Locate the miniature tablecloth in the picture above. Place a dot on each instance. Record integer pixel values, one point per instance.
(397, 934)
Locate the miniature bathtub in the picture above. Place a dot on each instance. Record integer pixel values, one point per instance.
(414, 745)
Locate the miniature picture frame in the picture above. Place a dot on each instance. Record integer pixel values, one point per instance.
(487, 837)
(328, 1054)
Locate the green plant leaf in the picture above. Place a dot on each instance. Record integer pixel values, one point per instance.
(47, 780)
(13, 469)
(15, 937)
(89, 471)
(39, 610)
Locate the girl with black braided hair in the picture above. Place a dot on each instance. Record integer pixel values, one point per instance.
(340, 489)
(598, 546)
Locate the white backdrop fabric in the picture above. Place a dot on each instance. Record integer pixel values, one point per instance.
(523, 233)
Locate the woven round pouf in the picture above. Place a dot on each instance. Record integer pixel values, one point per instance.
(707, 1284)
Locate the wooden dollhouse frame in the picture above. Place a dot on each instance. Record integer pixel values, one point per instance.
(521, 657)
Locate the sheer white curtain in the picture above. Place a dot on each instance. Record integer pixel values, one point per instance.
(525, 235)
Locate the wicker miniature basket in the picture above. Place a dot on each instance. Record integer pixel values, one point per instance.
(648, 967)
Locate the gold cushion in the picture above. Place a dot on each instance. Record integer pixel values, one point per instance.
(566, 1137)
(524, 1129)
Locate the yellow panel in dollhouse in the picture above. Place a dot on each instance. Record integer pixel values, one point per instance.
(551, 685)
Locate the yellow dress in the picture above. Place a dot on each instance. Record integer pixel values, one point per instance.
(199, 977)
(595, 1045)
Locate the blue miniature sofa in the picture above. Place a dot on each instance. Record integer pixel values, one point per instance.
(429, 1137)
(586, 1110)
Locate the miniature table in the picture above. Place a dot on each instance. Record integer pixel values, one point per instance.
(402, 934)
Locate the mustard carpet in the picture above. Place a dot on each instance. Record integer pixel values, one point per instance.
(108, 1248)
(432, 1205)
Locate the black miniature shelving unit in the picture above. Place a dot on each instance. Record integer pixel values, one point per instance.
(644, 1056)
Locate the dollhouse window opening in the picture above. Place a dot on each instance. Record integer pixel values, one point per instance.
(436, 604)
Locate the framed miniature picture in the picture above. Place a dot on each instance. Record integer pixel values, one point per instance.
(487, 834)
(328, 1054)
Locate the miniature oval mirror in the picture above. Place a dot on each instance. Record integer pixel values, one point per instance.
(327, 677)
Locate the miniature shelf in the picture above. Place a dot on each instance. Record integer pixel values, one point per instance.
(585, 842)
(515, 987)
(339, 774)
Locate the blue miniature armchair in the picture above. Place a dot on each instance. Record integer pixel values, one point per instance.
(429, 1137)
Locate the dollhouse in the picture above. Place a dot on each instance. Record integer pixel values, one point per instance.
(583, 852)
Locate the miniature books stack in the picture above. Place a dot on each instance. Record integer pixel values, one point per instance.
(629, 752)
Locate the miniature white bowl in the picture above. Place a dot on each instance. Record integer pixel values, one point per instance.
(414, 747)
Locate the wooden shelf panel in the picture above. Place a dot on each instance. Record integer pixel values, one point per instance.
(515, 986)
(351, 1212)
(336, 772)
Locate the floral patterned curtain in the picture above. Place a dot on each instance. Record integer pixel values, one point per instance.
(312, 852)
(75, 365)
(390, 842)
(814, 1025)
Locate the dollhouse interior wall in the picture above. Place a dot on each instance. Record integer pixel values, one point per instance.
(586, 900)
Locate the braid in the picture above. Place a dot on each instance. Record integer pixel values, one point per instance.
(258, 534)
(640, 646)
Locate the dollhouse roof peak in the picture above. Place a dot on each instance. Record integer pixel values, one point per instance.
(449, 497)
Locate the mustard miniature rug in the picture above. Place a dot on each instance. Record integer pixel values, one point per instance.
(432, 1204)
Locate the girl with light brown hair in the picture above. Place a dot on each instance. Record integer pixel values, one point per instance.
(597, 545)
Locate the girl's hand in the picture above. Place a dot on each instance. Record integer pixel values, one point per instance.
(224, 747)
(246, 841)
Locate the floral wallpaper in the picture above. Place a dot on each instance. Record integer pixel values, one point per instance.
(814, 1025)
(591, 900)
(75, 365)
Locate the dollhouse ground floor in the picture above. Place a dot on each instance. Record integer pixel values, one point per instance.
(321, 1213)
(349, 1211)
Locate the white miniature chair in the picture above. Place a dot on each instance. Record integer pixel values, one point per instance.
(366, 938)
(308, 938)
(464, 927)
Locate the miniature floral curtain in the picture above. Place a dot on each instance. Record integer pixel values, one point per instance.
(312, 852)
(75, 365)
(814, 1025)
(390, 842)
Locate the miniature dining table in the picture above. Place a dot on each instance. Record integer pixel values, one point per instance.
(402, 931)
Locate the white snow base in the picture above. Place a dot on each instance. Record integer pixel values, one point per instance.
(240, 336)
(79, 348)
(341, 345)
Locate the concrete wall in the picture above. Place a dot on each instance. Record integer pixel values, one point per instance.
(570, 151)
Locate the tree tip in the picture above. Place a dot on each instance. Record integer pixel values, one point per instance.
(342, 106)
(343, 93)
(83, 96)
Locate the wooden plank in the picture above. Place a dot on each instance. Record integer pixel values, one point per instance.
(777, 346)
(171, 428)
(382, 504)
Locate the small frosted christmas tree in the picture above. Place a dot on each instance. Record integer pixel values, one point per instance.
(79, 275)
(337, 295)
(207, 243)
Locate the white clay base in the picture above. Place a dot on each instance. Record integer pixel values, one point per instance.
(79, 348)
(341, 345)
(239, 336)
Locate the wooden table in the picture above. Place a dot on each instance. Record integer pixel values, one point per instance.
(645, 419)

____

GIVEN PROBLEM
Reproduce all of the records above word for word, changing, adding, and omitting nothing.

WRITTEN REPLY
Locate the miniature tablecloth in the picture above. Place a dot on each instance. Record integer pixel values, one point per instance.
(397, 934)
Locate the miniature bathtub in the picture above. Place a dot on each instance. Record integer pixel values, one point per instance.
(414, 745)
Locate the miniature picture frame in the picture above. Place a dot on each instance. Record integer pixel values, one point per instance.
(487, 837)
(328, 1054)
Locate the green plant leaf in the picture above. Place a dot on each instance. Record integer pixel values, one point per instance.
(47, 780)
(13, 469)
(15, 937)
(89, 471)
(39, 610)
Locate the girl with black braided hair in the picture above. Place a dot on each instance. Record integer pixel values, one point per instance.
(340, 489)
(598, 546)
Locate the white backdrop fabric in the picture above. Place a dot on each instance. Record integer pixel values, one point per instance.
(523, 233)
Locate the woven round pouf in the picture above. Place a dot on each instance. Record integer pixel values, one point per instance.
(707, 1284)
Locate the wooden dollhouse frame in the picture above. Place a dot on each instance. Record integer pixel values, one point per instance.
(521, 657)
Locate the sheer white curtain in the picture above. Place a dot on each instance. Record integer pixel values, one point per instance.
(525, 235)
Locate the wicker miniature basket in the picture above. Place a dot on each instance. Record integer pixel values, one point per instance.
(648, 967)
Locate the gold cushion in the picture above. Place a dot on each instance. Record integer pixel values, one point per instance.
(566, 1137)
(524, 1129)
Locate the yellow panel in dollhouse in the picture above. Place a dot on each instance. Record integer pixel values, one point per instance.
(551, 685)
Locate the yellow dress in the picture above. Place a dot on each instance. Record integer pixel values, one point per instance.
(199, 977)
(595, 1045)
Locate the blue miniature sofa in the picture above. Place a dot on each instance. Record integer pixel values, one point per instance.
(429, 1137)
(586, 1110)
Locate the miniature table in the picture above. Place a dot on each instance. Record integer pixel values, one point per instance.
(402, 934)
Locate the mustard carpet in the picture above. Place a dot on each instance. Record integer pixel values, one point per instance.
(108, 1248)
(432, 1205)
Locate the black miniature shelving unit in the picture above. Place a dot on each instance. Record integer pixel values, one point per instance.
(644, 1056)
Locate the dollhouse window opening in the picture above. Place a dot on each instance. Record integer pixel values, one point per instance.
(436, 604)
Locate the framed miniature picture in the picture above. Place a dot on each instance. Record integer pixel values, one point per instance.
(487, 834)
(328, 1054)
Locate the miniature oval mirror in the picture above. Place a dot on each instance. Record integer pixel values, one point per instance.
(327, 677)
Locate the miniature shelf in the picture above. Place a dot on each instance. Record integer pixel values, one point per instance.
(585, 842)
(515, 987)
(339, 774)
Locate the blue miniature armchair in the picture above. Place a dot on each instance. Record integer pixel values, one point per instance.
(429, 1137)
Locate the dollhouse in the picture above. Place a dot on each instance. Record integer pixel values, one point per instance.
(583, 852)
Locate the miniature books stack in the picture above. Place a dot on each instance. Record integer pixel values, one point per instance.
(629, 752)
Locate the miniature white bowl in the picture above. Place a dot on each instance. Record integer pixel values, one point per instance.
(414, 747)
Locate the wooden shelf panel in the picture above. Place a dot on each instance. Record integer pixel values, one point per instance.
(515, 986)
(351, 1212)
(336, 772)
Locate the floral patterned curtain in the picture above. Place a dot on each instance. Record integer pixel values, one point per instance.
(312, 852)
(75, 365)
(390, 842)
(814, 1025)
Locate the dollhouse interior wall in the picture above. Place a dot on each instance. Record integer pixel values, one point per instance.
(586, 900)
Locate the braid in the picture above. Place a dot on each instance. Record integer pixel values, one point per instance.
(258, 534)
(640, 646)
Locate the dollhouse roof peak in the picture above. Place a dot on each instance. Record integer pixel values, one point per instance.
(449, 497)
Locate the mustard miniature rug in the picture above. Place a dot on each instance. Record integer pixel values, one point per instance.
(432, 1204)
Locate the girl with light brown hair in the picture above. Place a dot on each instance. Record integer pixel values, one point per instance.
(597, 545)
Locate the girl's hand in the picture above. Place a dot on each instance. Record integer pixel values, one point per instance.
(224, 747)
(246, 841)
Locate the floral wallpaper in the picture above. Place a dot on each instance. Record integer pixel values, one point per instance.
(814, 1025)
(591, 900)
(75, 365)
Locate the dollhouse ground floor in the picture above. Place a dot on each instance. Record integer pixel values, one point per instance.
(321, 1213)
(349, 1211)
Locate the white miniature chair in the picture above. Place a dot on each instance. Record integer pixel values, one point per instance.
(366, 938)
(308, 938)
(464, 927)
Locate the miniature floral curtain in the picture above. Place a dot on each instance. Record integer pixel values, one point per instance.
(312, 852)
(75, 365)
(814, 1025)
(390, 842)
Locate the miniature dining table in the picture above. Place a dot on each instance. Record integer pixel values, one point per instance.
(402, 931)
Locate the white snow base in the picture above. Place a dot on each instance. Record integer pixel values, one point per instance.
(240, 336)
(79, 348)
(341, 345)
Locate the concrete wall in the picture above. Place a dot on each instance. Record integer pixel values, one point per instance.
(570, 151)
Locate the tree tip in the picture above. Place a dot on each instance. Record integer pixel values, one point per instance.
(342, 106)
(343, 93)
(83, 96)
Locate the wooden plank in the picture above. Place a dot on each instance. Record integer pixel values, one point per instance.
(777, 346)
(171, 428)
(382, 504)
Locate the small frosted christmas tree in the picture above. Place a dot on each instance. Record integer pixel values, one point per instance.
(79, 275)
(337, 295)
(207, 243)
Locate the white clay base in the picture above. Place a dot on each instance. Record integer pixel values, one point per instance.
(79, 348)
(341, 345)
(239, 336)
Locate the wooden table in the picture above. Place a dot on each instance. Record integer pixel values, one point per instance.
(645, 419)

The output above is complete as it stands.